§ Brief: Please arrange the whole listing below as a numbered list, with blank lines and pictures left out.

***** Records

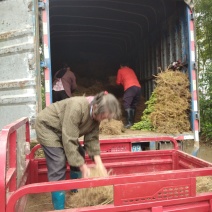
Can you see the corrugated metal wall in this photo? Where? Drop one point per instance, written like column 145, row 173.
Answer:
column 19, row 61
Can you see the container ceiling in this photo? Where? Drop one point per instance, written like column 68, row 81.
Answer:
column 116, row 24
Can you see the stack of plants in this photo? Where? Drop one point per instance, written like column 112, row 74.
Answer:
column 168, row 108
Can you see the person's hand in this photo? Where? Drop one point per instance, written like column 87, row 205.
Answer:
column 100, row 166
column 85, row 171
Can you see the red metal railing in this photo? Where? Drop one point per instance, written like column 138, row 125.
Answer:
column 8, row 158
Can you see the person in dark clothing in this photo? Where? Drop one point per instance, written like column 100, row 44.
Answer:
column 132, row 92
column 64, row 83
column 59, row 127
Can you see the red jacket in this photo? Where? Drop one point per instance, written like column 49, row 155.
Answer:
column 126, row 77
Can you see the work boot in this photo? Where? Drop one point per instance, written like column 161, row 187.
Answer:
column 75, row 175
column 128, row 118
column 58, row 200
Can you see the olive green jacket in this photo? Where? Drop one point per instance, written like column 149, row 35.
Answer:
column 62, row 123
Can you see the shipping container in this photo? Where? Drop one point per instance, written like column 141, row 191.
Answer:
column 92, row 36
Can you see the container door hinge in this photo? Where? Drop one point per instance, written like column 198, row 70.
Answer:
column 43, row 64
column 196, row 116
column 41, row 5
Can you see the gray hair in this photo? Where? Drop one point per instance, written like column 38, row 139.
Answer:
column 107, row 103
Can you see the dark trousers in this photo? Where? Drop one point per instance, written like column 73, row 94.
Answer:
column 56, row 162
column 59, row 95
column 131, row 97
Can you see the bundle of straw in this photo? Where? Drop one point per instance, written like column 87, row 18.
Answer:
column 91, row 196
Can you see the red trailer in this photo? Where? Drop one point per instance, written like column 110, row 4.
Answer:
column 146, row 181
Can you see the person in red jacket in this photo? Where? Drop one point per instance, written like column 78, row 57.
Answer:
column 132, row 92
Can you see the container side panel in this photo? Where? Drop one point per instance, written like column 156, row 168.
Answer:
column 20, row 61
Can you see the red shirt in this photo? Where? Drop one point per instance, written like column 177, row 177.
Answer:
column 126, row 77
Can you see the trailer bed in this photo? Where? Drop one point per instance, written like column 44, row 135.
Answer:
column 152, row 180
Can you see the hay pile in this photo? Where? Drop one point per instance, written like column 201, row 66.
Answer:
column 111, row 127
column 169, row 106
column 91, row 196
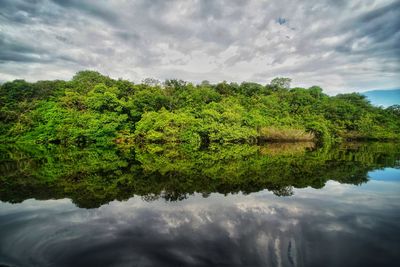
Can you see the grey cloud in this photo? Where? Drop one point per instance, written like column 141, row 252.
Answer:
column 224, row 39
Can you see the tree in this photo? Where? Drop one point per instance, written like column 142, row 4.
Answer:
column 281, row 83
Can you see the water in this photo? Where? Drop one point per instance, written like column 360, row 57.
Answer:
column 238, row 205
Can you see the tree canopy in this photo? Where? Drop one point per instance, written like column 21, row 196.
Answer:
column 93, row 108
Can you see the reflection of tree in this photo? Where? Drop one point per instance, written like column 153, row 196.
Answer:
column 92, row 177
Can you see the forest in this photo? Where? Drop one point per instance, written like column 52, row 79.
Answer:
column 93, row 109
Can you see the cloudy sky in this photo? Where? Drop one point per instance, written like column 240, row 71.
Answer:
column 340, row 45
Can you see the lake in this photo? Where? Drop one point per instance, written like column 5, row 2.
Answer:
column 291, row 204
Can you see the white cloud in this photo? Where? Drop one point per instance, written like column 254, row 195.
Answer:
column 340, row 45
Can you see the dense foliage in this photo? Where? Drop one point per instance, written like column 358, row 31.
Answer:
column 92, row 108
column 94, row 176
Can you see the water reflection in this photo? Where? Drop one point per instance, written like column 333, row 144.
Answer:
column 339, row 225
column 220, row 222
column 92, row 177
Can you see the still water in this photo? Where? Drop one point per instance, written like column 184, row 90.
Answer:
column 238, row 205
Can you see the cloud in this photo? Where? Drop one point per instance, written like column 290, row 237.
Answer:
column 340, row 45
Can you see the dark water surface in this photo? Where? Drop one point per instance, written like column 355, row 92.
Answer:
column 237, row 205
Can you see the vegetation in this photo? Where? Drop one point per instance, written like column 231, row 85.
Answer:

**********

§ Full solution:
1. Can you see the corrugated metal wall in this photo? Where? Drop one point per instance, written like column 145, row 173.
2. Answer:
3. column 19, row 61
4. Can you see the container ceiling in this photo? Where? Drop one point per instance, written like column 68, row 81.
5. Answer:
6. column 116, row 24
7. Can you see the stack of plants in this photo? Where? Drop one point per instance, written like column 112, row 74.
8. Answer:
9. column 168, row 108
10. Can you see the person's hand in this photo? Where? Drop one point per instance, written like column 87, row 205.
11. Answer:
12. column 100, row 166
13. column 85, row 171
14. Can you see the red metal railing in this photo? Where? Drop one point per instance, written like column 138, row 125.
15. Answer:
16. column 8, row 158
17. Can you see the person in dark clothing in this photo? Where? Drop one point per instance, written like column 100, row 44.
18. Answer:
19. column 132, row 92
20. column 64, row 83
21. column 59, row 127
22. Can you see the red jacket in this photo? Where? Drop one point per instance, written like column 49, row 155.
23. Answer:
24. column 126, row 77
25. Can you see the work boot in this photo? Where? Drop one point per instance, written like column 161, row 187.
26. Answer:
27. column 75, row 175
28. column 128, row 118
29. column 58, row 200
30. Can you see the olive green jacket in this photo? Where? Drop one point per instance, written like column 149, row 35.
31. Answer:
32. column 62, row 123
33. Can you see the shipping container in this photo? Where? Drop one point per instance, written like column 141, row 191.
34. Answer:
35. column 92, row 36
36. Can you see the container door hinge in this photo? Where? Drop one point per instance, written like column 198, row 70.
37. Answer:
38. column 43, row 64
39. column 196, row 116
40. column 41, row 5
41. Can you see the gray hair in this photo? Where? Drop one point per instance, written like column 38, row 139.
42. Answer:
43. column 107, row 103
44. Can you see the dark trousers in this photo? Where? Drop one point per instance, written like column 73, row 94.
45. Answer:
46. column 56, row 162
47. column 59, row 95
48. column 131, row 97
49. Can you see the bundle of straw in this photo? Where? Drop one point per instance, written like column 87, row 18.
50. Answer:
51. column 91, row 196
52. Can you see the red trailer in this photo? Where? Drop one point per instance, written like column 110, row 4.
53. Answer:
54. column 146, row 181
55. Can you see the person in red jacket in this photo? Where? Drop one point per instance, written like column 78, row 57.
56. Answer:
57. column 132, row 92
58. Can you see the container side panel in this photo? Where? Drop one point per instance, written like column 156, row 168.
59. Answer:
60. column 20, row 61
61. Can you see the red shirt in this photo? Where? Drop one point per instance, written like column 177, row 177.
62. Answer:
63. column 126, row 77
64. Can you see the trailer bed in this photo? Where? Drop one point per instance, written like column 44, row 135.
65. Answer:
66. column 152, row 180
67. Can you see the hay pile in this photo? Where? Drop one point per instance, written like column 201, row 66.
68. Answer:
69. column 111, row 127
70. column 169, row 106
71. column 91, row 196
72. Can you see the grey cloud in this photo? Where? Drop one point per instance, written like column 141, row 252.
73. Answer:
74. column 224, row 39
75. Can you see the tree in this photo? Where? Drop one point per instance, written like column 142, row 4.
76. Answer:
77. column 281, row 83
78. Can you see the water in this photo? Where? Drop one point per instance, written like column 360, row 57.
79. Answer:
80. column 238, row 205
81. Can you see the tree canopy in this photo? Where? Drop one point per instance, written like column 21, row 196.
82. Answer:
83. column 93, row 108
84. Can you see the reflection of tree in this photo? Where? Drop one point per instance, written like column 153, row 196.
85. Answer:
86. column 92, row 177
87. Can you see the forest in this photo? Where? Drop one point per instance, written like column 52, row 79.
88. Answer:
89. column 93, row 109
90. Can you see the cloudy sky in this photo? Where? Drop one point per instance, written like column 240, row 71.
91. Answer:
92. column 340, row 45
93. Can you see the lake in this photo? Where? Drop one point per instance, written like column 5, row 2.
94. Answer:
95. column 291, row 204
96. Can you see the white cloud in this photo? Where? Drop one point per instance, written like column 254, row 195.
97. Answer:
98. column 340, row 45
99. Can you see the dense foliage in this photo? Where? Drop one point per instance, written like column 358, row 31.
100. Answer:
101. column 92, row 108
102. column 94, row 176
103. Can you see the water reflection in this photo? Where? Drop one point per instance, written like column 333, row 144.
104. Answer:
105. column 339, row 225
106. column 220, row 222
107. column 92, row 177
108. Can you see the still water in this photo? Where? Drop one point per instance, written like column 184, row 90.
109. Answer:
110. column 238, row 205
111. Can you see the cloud in this photo? Where? Drop one point per instance, written like column 290, row 237.
112. Answer:
113. column 340, row 45
114. Can you see the dark water surface in this photo? Where? Drop one point per instance, written like column 355, row 92.
115. Answer:
116. column 237, row 205
117. Can you see the vegetation in this photo? Where? Drop one point per instance, written like column 231, row 85.
118. Answer:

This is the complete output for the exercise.